■ Set tasks ■
• 1. In the passage on Instructional Rounds, rewrite the text between "Over the past" and "school change initiatives.", inclusive, substituting "school leaders" for "administrators".
• 2. Answer these questions from the passage on Instructional Rounds:
(a) Which Japanese system is Instructional Rounds compared to?
(b) For how long has the school been running its program of Instructional Rounds?
(c) How many staff traveled to Harvard for the Instructional Rounds Institute?
• 3. The passage on Instructional Rounds has a paragraph that begins "Before full implementation." List every action that paragraph says the school took to prepare for Rounds.

“Is it possible for one of our students to come to school on Monday morning and not speak for the entire week? Could they actually travel through all their classes and never speak?” 
This powerful and thought provoking statement emerged during an Instructional Rounds session and it is a great example of the types of thinking and analysis of teaching and learning that is achieved through the Instructional Rounds process. Instructional Rounds (or Rounds) is a system of lesson observations and analysis aimed at developing resolutions to problems of practice. Similar to the Japanese system of Lesson Study, Rounds are a disciplined way for educators to work together to improve instruction.
Over the past two years my school has engaged in a program of Instructional Rounds, ultimately aiming to improve student outcomes and improve teacher practice. In its true form, Rounds is not about providing feedback directly to teachers, it is a whole school reform tool used by administrators to develop professional learning and school change initiatives.
But of course, in education, change can be challenging and even implementing a program of lesson observations in a school needs to be a well-drafted and highly strategic operation. Below, I will look at the aspects I think we did well and the things I would do differently.
The way we established Rounds at the school was to first create a positive professional learning culture. We already had a coaching/mentoring system in place and Rounds was introduced as a supplement to this program. We started off small with plans to increase intensity as the program developed. I think this strategy definitely worked well and I wouldn’t recommend initiating Rounds in it’s full form. Abbreviating the process provides staff with part of the process to become familiar with and gives you an idea about what elements of the model are most important for your setting. One this abbreviated version has been established, the full model can then be pursued.
- Professional Development
Before full implementation of the ‘textbook’ Instructional Rounds model, three staff travelled to Harvard to experience the Instructional Rounds Institute. The four-day course walked us through every detail of the model and enabled us to practice the process within two school settings. When we returned to school as ‘Rounds Experts’ we then walked the Instructional Coaches through the process during a practice ‘Round’ before introducing the process to the entire school. We also developed a promotional video to familiarise staff with the process and get them talking about it.
I can’t encourage more strongly the importance of training staff and preparing thoroughly prior to the implementation of Rounds (or any change for that matter). It was a blessing to be able to make the mistakes and refine the process within the developmental phase rather than in the presence of school staff during the ‘real deal’.

■ Extracted entries ■
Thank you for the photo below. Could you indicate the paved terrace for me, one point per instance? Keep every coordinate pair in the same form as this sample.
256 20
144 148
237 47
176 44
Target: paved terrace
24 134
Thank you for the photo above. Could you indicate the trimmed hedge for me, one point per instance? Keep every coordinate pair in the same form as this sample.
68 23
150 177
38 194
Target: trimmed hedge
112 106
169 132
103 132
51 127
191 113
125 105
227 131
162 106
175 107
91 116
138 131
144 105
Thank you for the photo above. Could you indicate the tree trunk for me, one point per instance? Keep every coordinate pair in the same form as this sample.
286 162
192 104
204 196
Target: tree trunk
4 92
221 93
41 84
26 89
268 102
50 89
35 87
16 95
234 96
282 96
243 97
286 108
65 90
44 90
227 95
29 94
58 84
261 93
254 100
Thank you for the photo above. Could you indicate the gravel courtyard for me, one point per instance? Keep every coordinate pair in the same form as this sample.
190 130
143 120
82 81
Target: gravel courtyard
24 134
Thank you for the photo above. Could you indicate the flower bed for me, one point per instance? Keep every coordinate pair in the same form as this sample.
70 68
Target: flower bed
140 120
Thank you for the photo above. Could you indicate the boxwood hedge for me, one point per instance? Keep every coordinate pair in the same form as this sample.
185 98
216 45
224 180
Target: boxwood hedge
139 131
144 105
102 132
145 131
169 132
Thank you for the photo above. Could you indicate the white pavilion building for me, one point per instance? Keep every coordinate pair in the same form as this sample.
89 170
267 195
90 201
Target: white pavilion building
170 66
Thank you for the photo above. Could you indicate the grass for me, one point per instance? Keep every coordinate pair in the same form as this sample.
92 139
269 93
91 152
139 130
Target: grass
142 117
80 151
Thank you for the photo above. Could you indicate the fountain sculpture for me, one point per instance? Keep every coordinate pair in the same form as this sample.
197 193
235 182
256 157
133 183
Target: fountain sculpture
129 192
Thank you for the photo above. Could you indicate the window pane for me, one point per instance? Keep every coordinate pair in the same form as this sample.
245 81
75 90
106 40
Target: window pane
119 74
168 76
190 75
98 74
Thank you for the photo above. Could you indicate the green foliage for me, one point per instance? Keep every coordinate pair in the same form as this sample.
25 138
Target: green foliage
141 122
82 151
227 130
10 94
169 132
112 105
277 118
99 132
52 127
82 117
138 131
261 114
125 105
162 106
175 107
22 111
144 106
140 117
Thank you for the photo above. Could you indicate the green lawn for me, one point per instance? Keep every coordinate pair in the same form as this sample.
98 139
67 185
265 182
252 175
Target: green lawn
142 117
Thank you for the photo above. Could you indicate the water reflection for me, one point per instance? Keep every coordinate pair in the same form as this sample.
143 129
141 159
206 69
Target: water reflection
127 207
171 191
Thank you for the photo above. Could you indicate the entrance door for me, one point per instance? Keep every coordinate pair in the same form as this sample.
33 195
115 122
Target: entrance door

■ Answers per task ■
• 1.
Over the past two years my school has engaged in a program of Instructional Rounds, ultimately aiming to improve student outcomes and improve teacher practice. In its true form, Rounds is not about providing feedback directly to teachers, it is a whole school reform tool used by school leaders to develop professional learning and school change initiatives.

• 2.
(a) Lesson Study
(b) Over the past two years
(c) Three

• 3.
- Three staff traveled to Harvard to attend the four-day Instructional Rounds Institute, where they practiced the process within two school settings.
- They walked the Instructional Coaches through the process during a practice Round before introducing it to the entire school.
- They developed a promotional video to familiarize staff with the process and get them talking about it.